===== Source document

Venture Bros. Wrapup: “A Very Venture Halloween”

Venture Bros. Wrapup: "A Very Venture Halloween"

Has it really been almost two years since I last wrote about a new episode of The Venture Bros.? Yup, seems so. And now here we are, with 2012 winding down, and we finally have a new episode from Jackson and Doc — “A Very Venture Halloween.” It’s the first holiday-themed installment of the show since “A Very Venture Christmas” all the way back at the end of season one in 2004.

Alright, enough history — let’s get into it. This episode was damn good, and sets the table quite nicely for the upcoming fifth season of the show. For awhile I thought this was going to be a typically light-hearted standalone episode, but Doc Hammer (who wrote this one) took things in a very dramatic direction toward the end.

==========

→ **What is needed**
In the Venture Bros. wrapup, what was the last holiday-themed episode of the show before "A Very Venture Halloween"?

===== Supplied data

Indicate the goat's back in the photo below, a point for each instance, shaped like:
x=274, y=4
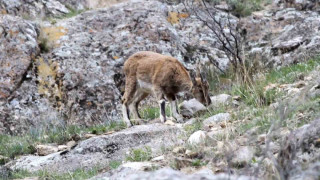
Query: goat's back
x=154, y=68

==========

→ **Output for this task**
"A Very Venture Christmas," which aired at the end of season one in 2004.